#### WRITTEN TASKS:
1: Retype the stretch of the JerryCo Band interview from "There was a" through "Band come together?" without changing a word.
2: Check each statement against the JerryCo Band interview and answer yes or no, quoting the words that decide it: (a) Jerry once filled in for Offenbach's drummer in 1980. (b) Gary already knew the Big City guys before they started jamming together. (c) The band re-recorded a Mashmakhan hit.
>> begin DOCUMENT SECTION
• Ron RoXtar*

April Wine veteran Jerry Mercer fronts new supergroup, JerryCo Band

October 1st Montreal Qc

I had the pleasure of speaking with rock drumming legend, Jerry Mercer from his home in the morning. I learned quite a lot about his craft as a drummer, legacy with Mashmakhan and of course April Wine. However these days Jerry’s main focus in his new venture with JerryCo Band.  I’d like to give a shout out of thanks to Rick Keene for asking and setting up this interview and James St Laurent for his great photography.

Gary Moffatt

Ron : Hello, Jerry, glad we were able to connect. So tell us what’s going on with you these days. We hear you are retired then all of a sudden you seem to have a new project, JerryCo Band. Can you tell us about it?

Jerry : Yes, this is a great project. I’d like to first of all talk about some of the guys in the band. I’ll start off by mentioning, Gary Moffet whom I played with in April Wine between 1977 and 1984. Kerry Watling and Doug Short of Big City are along with us. Lastly there’s Breen LeBoeuf who played bass in Offenbach.

There was a time I filled in for Offenbach’s drummer in 1980. I got a call at two in the afternoon, that evening I was on a flight to Europe, arrived in time for a rehearsal and then did a show with them which was broadcast. (laughing) We pulled that one off.

That was how I got hooked up with Breen. Then after April Wine I played with him and John McGale in Buzz Band for some time That was a great little trio.

Breen Laboeuf

Ron : So how did the JerryCo Band come together?

Jerry : Well it’s kind of funny. A couple of guys from Montreal threw a birthday party for me. Gary was there along with Brian Greenway. They are all friends of mine and with some others we started to jam together. Then there was talk of doing some gigs together.

Gary came up with a new arrangement of the Mashmakhan hit As the Years Go By and so we decided to re record it. Then all of a sudden people started to react and say they loved the new sound. We decided to get a little more serious about it.

Gary didn’t even know the Big City guys, and within 10 minutes of hanging out and jamming everyone felt like buds. (giggling)

We have a great working schedule. There’s never a struggle to get something done. Everyone is cool and it’s a labour of love.

Kelly Waitling

Ron : That’s kind of interesting how you guys are a new band but you’re all veterans of the music scene.

Jerry : (laughing) Yeah it is. We found out that the name Jericho which is the state in Israel, was the way to go. It’s a play on words with my name, Jerry. So it became JerryCo Band. If you key that in on the internet it goes directly to us.
>> end DOCUMENT SECTION
>> begin MATERIAL SHOWN
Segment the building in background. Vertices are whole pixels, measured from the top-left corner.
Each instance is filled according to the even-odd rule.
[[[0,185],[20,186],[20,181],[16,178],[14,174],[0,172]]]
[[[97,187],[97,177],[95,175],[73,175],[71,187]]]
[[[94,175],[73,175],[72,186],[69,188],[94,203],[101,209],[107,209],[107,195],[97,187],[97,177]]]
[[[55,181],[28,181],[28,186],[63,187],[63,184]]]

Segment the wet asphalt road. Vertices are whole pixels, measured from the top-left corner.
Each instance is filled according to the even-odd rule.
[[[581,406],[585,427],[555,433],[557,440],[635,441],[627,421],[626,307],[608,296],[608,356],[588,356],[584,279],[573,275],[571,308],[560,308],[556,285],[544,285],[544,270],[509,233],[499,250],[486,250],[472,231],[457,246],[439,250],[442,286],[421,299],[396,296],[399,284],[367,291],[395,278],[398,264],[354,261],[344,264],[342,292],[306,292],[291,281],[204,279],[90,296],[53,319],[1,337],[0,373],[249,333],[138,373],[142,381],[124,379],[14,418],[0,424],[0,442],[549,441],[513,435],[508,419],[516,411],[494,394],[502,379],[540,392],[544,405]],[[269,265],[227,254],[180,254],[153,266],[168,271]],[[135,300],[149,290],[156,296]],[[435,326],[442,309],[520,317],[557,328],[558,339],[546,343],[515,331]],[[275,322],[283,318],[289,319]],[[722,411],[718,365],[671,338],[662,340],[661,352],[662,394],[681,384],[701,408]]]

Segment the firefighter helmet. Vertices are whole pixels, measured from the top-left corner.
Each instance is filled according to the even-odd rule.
>> end MATERIAL SHOWN
#### EXPECTED ANSWERS:
1:
There was a time I filled in for Offenbach’s drummer in 1980. I got a call at two in the afternoon, that evening I was on a flight to Europe, arrived in time for a rehearsal and then did a show with them which was broadcast. (laughing) We pulled that one off.

That was how I got hooked up with Breen. Then after April Wine I played with him and John McGale in Buzz Band for some time That was a great little trio.

Breen Laboeuf

Ron : So how did the JerryCo Band come together?

2:
(a) Yes: "There was a time I filled in for Offenbach’s drummer in 1980."
(b) No: "Gary didn’t even know the Big City guys"
(c) Yes: "Gary came up with a new arrangement of the Mashmakhan hit As the Years Go By and so we decided to re record it."